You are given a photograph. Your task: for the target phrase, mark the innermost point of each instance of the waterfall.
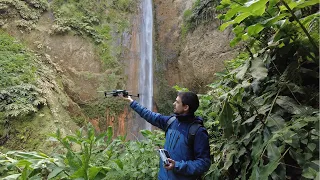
(146, 67)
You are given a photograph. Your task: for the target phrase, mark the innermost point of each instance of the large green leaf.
(303, 4)
(242, 71)
(226, 118)
(290, 105)
(93, 171)
(266, 170)
(56, 171)
(27, 155)
(12, 177)
(258, 69)
(256, 7)
(254, 30)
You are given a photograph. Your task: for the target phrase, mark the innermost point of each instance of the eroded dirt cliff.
(193, 60)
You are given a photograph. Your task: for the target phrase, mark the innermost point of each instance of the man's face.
(179, 108)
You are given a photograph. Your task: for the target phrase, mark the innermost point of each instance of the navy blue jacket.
(190, 162)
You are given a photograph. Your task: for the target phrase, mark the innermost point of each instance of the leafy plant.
(263, 115)
(87, 155)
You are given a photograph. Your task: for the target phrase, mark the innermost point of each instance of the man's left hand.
(171, 164)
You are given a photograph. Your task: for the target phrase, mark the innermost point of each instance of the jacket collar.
(185, 117)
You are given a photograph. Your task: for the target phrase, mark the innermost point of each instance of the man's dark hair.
(190, 99)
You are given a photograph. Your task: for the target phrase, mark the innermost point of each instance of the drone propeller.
(116, 93)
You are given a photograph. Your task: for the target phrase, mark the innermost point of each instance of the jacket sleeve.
(202, 161)
(155, 119)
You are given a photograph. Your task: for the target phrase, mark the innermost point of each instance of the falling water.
(146, 68)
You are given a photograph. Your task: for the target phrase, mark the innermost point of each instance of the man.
(186, 163)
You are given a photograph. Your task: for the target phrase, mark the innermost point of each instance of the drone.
(116, 93)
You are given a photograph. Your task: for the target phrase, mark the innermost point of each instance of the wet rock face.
(192, 62)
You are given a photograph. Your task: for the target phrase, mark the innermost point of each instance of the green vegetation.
(102, 21)
(262, 114)
(27, 13)
(99, 157)
(19, 93)
(203, 11)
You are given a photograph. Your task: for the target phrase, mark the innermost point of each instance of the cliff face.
(190, 61)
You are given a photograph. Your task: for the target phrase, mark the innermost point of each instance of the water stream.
(146, 68)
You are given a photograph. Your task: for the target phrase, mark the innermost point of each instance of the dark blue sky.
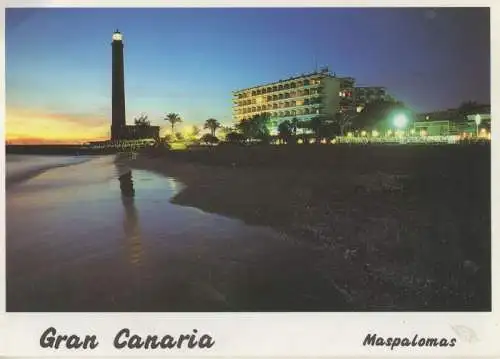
(189, 60)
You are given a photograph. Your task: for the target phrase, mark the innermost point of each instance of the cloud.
(40, 126)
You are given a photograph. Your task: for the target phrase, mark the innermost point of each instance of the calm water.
(76, 243)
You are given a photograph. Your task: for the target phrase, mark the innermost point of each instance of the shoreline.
(385, 242)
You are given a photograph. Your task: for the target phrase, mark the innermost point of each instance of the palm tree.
(285, 131)
(295, 124)
(212, 124)
(142, 121)
(173, 118)
(343, 120)
(196, 130)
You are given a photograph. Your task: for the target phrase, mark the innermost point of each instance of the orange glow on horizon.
(26, 126)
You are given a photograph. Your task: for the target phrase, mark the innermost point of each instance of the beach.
(251, 229)
(75, 242)
(393, 227)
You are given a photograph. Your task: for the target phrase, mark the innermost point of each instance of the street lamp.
(400, 121)
(477, 119)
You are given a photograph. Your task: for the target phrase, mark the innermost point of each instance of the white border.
(258, 334)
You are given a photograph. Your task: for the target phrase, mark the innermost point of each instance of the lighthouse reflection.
(131, 220)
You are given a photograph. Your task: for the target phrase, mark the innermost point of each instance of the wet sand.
(391, 227)
(75, 242)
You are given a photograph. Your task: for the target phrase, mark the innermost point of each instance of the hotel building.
(304, 97)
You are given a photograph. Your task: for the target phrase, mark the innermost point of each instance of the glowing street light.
(400, 121)
(477, 119)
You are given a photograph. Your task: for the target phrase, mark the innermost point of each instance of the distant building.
(367, 94)
(443, 115)
(303, 97)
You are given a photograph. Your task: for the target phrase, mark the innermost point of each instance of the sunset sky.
(188, 61)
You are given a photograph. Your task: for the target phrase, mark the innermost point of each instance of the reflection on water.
(66, 229)
(131, 220)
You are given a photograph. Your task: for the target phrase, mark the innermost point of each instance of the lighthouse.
(118, 123)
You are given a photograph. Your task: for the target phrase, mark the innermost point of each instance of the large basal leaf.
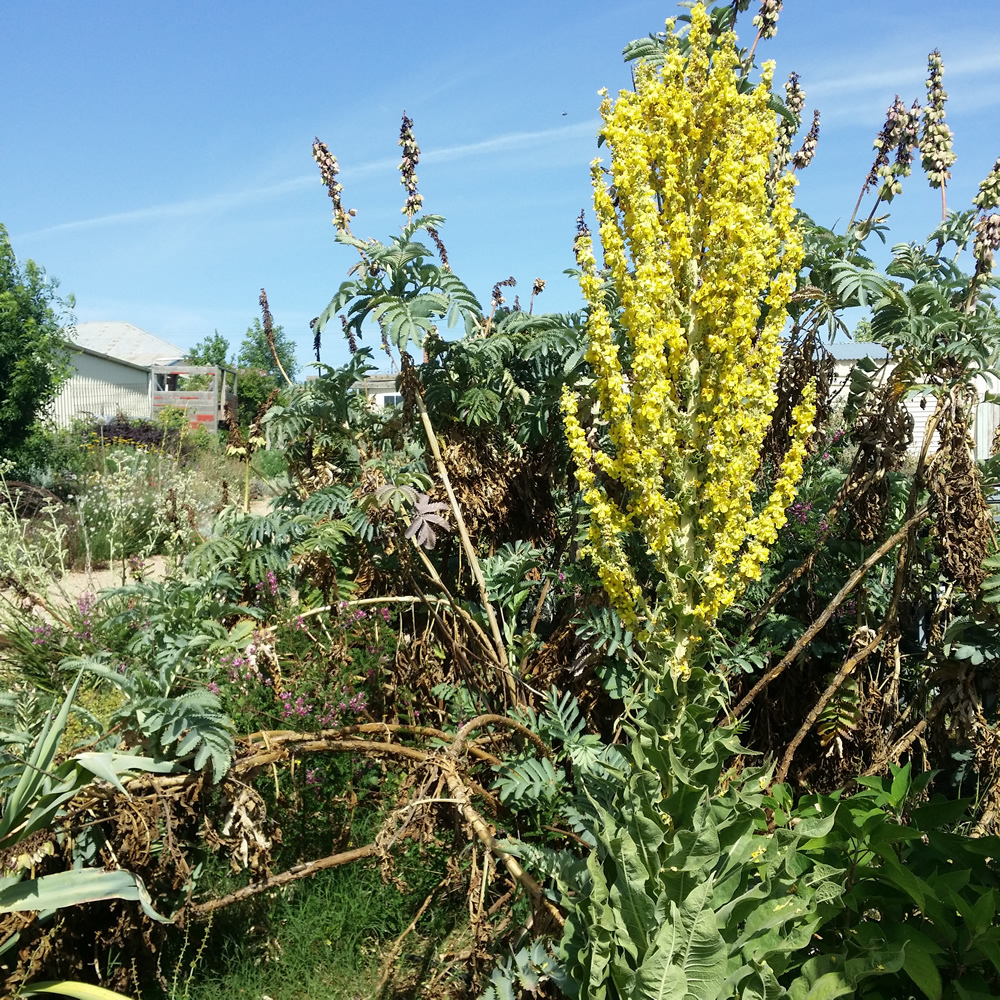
(52, 892)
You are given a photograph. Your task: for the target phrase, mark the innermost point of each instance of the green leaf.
(52, 892)
(920, 967)
(68, 988)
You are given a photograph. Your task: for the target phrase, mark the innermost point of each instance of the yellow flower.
(695, 246)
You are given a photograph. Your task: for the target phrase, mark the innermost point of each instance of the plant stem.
(463, 532)
(817, 626)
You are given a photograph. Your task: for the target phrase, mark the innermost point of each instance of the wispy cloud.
(227, 200)
(901, 74)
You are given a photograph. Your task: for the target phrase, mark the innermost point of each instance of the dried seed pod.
(883, 432)
(963, 530)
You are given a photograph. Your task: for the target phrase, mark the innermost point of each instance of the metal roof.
(124, 342)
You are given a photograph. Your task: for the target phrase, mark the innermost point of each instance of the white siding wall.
(985, 421)
(102, 387)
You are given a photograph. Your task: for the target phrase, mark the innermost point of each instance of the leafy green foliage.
(34, 354)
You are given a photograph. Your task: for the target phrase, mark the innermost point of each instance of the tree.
(34, 354)
(259, 375)
(213, 350)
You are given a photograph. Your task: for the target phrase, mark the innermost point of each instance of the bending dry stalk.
(810, 633)
(463, 532)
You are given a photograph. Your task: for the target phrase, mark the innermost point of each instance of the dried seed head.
(804, 156)
(317, 336)
(498, 299)
(439, 243)
(582, 237)
(352, 341)
(988, 195)
(935, 143)
(408, 168)
(766, 21)
(985, 244)
(795, 99)
(902, 136)
(887, 138)
(328, 170)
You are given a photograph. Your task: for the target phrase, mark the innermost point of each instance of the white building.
(111, 375)
(920, 407)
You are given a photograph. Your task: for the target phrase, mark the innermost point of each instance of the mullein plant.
(936, 153)
(703, 259)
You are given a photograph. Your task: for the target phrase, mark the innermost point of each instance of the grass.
(324, 939)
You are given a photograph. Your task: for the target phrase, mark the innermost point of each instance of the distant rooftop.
(125, 342)
(853, 350)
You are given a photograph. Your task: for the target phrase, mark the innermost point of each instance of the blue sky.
(155, 157)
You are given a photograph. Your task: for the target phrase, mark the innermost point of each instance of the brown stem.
(292, 875)
(497, 720)
(539, 900)
(851, 663)
(390, 959)
(810, 633)
(901, 745)
(463, 532)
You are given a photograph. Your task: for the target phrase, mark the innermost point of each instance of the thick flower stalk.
(704, 263)
(936, 151)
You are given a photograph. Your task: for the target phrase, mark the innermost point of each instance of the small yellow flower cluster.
(704, 262)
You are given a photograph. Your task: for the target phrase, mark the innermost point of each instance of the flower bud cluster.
(766, 21)
(695, 241)
(795, 100)
(804, 156)
(328, 170)
(988, 195)
(985, 244)
(935, 143)
(408, 168)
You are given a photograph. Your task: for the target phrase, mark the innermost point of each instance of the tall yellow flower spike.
(695, 248)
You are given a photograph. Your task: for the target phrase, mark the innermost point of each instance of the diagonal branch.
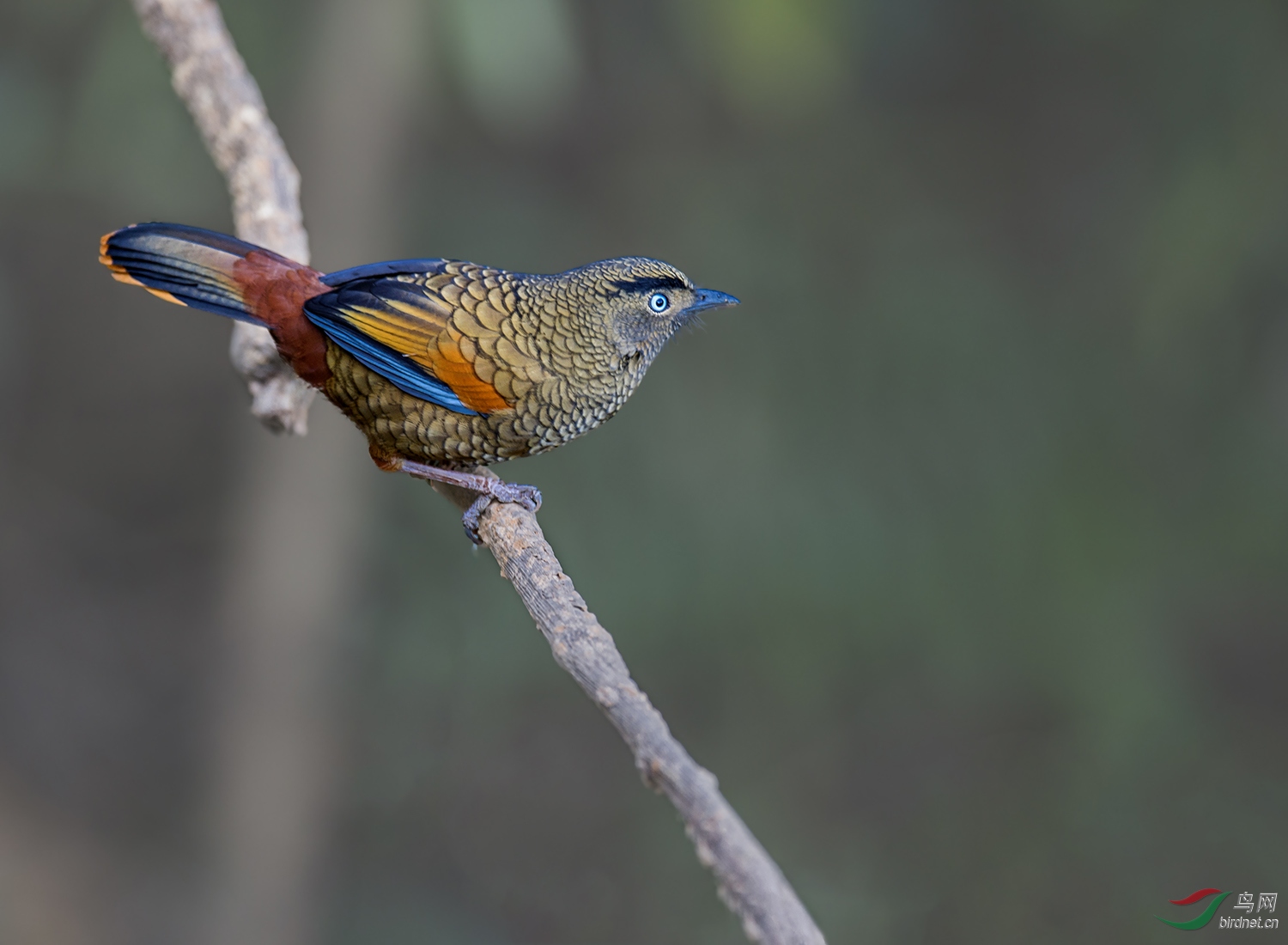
(222, 95)
(210, 76)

◇ ◇ ◇ ◇

Print each line of the listing exactly and include no pictures.

You are given a photograph. Your task: for the target phrase, mark the innermost point of each instance of the waterfall.
(146, 67)
You are given a photograph. Your task: for the target phrase, mark the innermost point of each instance of the large green leaf.
(303, 4)
(242, 71)
(226, 118)
(290, 105)
(93, 171)
(266, 170)
(56, 171)
(27, 155)
(12, 177)
(258, 69)
(256, 7)
(254, 30)
You are given a photograph. Your task: for the target phrase, mark the innermost point of each instance of the eroded dirt cliff.
(193, 60)
You are given a photograph. Your task: for the target phrase, mark the innermost point of each instance of the man's face.
(179, 108)
You are given a photograph. Your task: for the target phrase, mark the innermost point of each instance of the navy blue jacket.
(190, 162)
You are given a photograph. Your task: for the target phrase, mark the innermost point of each instance of the leafy plant.
(263, 115)
(87, 155)
You are given a photograph. Your task: for the target phrase, mark the innermost point of each instance of the man's left hand.
(171, 164)
You are given a photograph. Your task: for the target phrase, mark the innermost point of each instance of the jacket collar.
(185, 117)
You are given a photograph. Your task: for the target phrase, mark the innermost point of each instance of the man's dark hair.
(190, 99)
You are given a photograph. Your task: for the target phrase, mark the innermost point of each instance of the drone propeller.
(116, 93)
You are given a photograph. Your task: for the target phrase, mark the innermost point of each instance of the jacket sleeve.
(202, 161)
(155, 119)
You are given a photograph. Your task: for the target phrase, mark the innermost point of each instance of the falling water.
(146, 68)
You are given a photograph. Your task: for the target phrase, mark the innermost point of each instance of the man.
(186, 163)
You are given a photograph. Your task: for the target phrase, mark the innermost point of each instance of the drone.
(116, 93)
You are given a photograph. Your task: for the target phrase, mark the innermost point of each instance of the wet rock face.
(192, 62)
You are given a photograph. Your task: for the target phrase, mark the innermost point of each instance of the green vegetation.
(102, 21)
(262, 114)
(27, 13)
(99, 157)
(19, 93)
(203, 11)
You are given a photograph. Your task: for the target phrase, mark the innermost point of each instance of the cliff face.
(190, 61)
You are given a photograph. Your task: for the target phrase, mark the innermost point of each instance of the water stream.
(146, 68)
You are given a photograph. Your task: for the target phrase, mark the innermost point of each instance of the dark blue sky.
(189, 60)
You are given a photograph. Your task: for the target phrase, mark the innermost point of each instance of the cloud.
(40, 126)
You are given a photograph. Your task: for the target phrase, mark the innermost point of each instance of the calm water.
(76, 243)
You are given a photograph. Your task: for the target phrase, mark the innermost point of each instance of the shoreline.
(385, 242)
You are given a photograph. Your task: for the target phrase, mark the innermost point of each instance of the palm tree.
(285, 131)
(295, 124)
(212, 124)
(142, 121)
(173, 118)
(343, 120)
(196, 130)
You are given a photograph. Your task: for the target phrase, mark the innermost point of each instance of the orange glow on horizon.
(26, 126)
You are given a photograph. Your task: for the target phrase, mark the innermost point of each instance of the beach.
(251, 229)
(75, 242)
(393, 227)
You are given a photograph. Your task: for the target phrase, mark the innermost point of each instance of the street lamp.
(400, 121)
(477, 119)
You are given a photograph. Your task: for the target phrase, mark the innermost point of each instance of the white border.
(258, 334)
You are given a photograph. Your task: for the target phrase, mark the innermost point of each instance of the lighthouse reflection.
(131, 220)
You are given a photograph. Your task: for the target phrase, mark the innermost point of each instance of the wet sand.
(391, 227)
(75, 242)
You are given a photograph. Your task: for the target phrase, mark the innermost point of each instance of the hotel building.
(304, 97)
You are given a photograph. Your task: for the target phrase, mark the innermost point of each instance of the glowing street light.
(400, 121)
(477, 119)
You are given a photograph. Your task: for the target phrase, mark the innermost point of each instance of the distant building.
(367, 94)
(443, 115)
(303, 97)
You are given a photograph. Your task: for the target phrase, mark the innermost point of each instance of the sunset sky.
(188, 61)
You are given a photograph. Your task: for the target phrase, mark the innermost point of each instance of the reflection on water.
(66, 229)
(131, 220)
You are given a photograph. Your task: for the target phrase, mark the innermost point of each instance of the lighthouse.
(118, 123)
You are given a photograph. Your task: for the target phrase, mark the innermost point of each instance of the large basal leaf.
(52, 892)
You are given a photograph. Your task: for the target phrase, mark the innermost point of each instance of the green leaf.
(52, 892)
(920, 967)
(68, 988)
You are given a photograph. Your task: for the target phrase, mark the innermost point of each instance of the yellow flower.
(695, 246)
You are given a photograph. Your task: for the target phrase, mark the innermost point of each instance of the plant stem.
(463, 532)
(817, 626)
You are given a photograph. Your task: for the target phrase, mark the innermost point of each instance of the wispy cloud.
(227, 200)
(901, 74)
You are given a photograph. Your task: for the target phrase, mark the innermost point of each instance of the dried seed pod.
(883, 432)
(963, 530)
You are given a photograph. Your task: for the target phrase, mark the innermost point of each instance of the metal roof.
(124, 342)
You are given a photograph. Your task: for the target phrase, mark the innermost point of each instance of the white siding wall.
(985, 421)
(102, 387)
You are given a photograph. Your task: for the target phrase, mark the innermost point of each instance of the leafy green foliage.
(34, 354)
You are given a photograph. Your task: for the target phrase, mark the innermost point of each instance of the tree.
(34, 354)
(259, 375)
(213, 350)
You are given a photograph. Your task: for the target phrase, mark the innermost point of each instance of the bending dry stalk.
(810, 633)
(463, 532)
You are given a photograph. Your task: for the target phrase, mark the innermost point of each instance of the dried seed head.
(804, 156)
(317, 336)
(498, 299)
(439, 243)
(582, 237)
(352, 341)
(988, 195)
(935, 143)
(408, 168)
(766, 21)
(985, 244)
(795, 99)
(902, 136)
(887, 138)
(328, 170)
You are given a photograph. Your task: for the target phrase, mark the innermost point of each instance of the white building.
(111, 375)
(920, 407)
You are given a photograph. Your task: for the target phrase, mark the innermost point of each instance of the mullein plant.
(936, 153)
(703, 259)
You are given a photograph. Your task: for the target phrase, mark the innermost point of each instance of the grass.
(324, 939)
You are given a photograph. Your task: for the target phrase, mark the innermost point of each instance of the distant rooftop.
(125, 342)
(853, 350)
You are given a photograph. Your task: for the target phrase, mark the innermost point of each instance of the blue sky.
(155, 157)
You are given a photograph. Your task: for the target phrase, mark the innermost point of each instance of the brown stem.
(292, 875)
(497, 720)
(539, 900)
(851, 663)
(390, 959)
(810, 633)
(901, 745)
(463, 532)
You are given a photograph. Your task: for the target phrase, mark the innermost point of each instance of the thick flower stalk.
(704, 263)
(936, 151)
You are given a photograph. Your task: for the target phrase, mark the innermost point of each instance of the small yellow flower cluster.
(704, 262)
You are given a photograph. Your task: for the target phrase, mark the innermost point of each instance of the flower bud cluster.
(766, 21)
(695, 241)
(795, 100)
(804, 156)
(328, 170)
(988, 195)
(985, 244)
(935, 143)
(408, 168)
You are given a photograph. Your task: for the target phrase, mark the innermost point of each instance of the tall yellow flower spike.
(695, 248)
You are given a photograph. Your task: for the target phrase, mark the innermost point of each instance of the diagonal branch.
(222, 95)
(210, 76)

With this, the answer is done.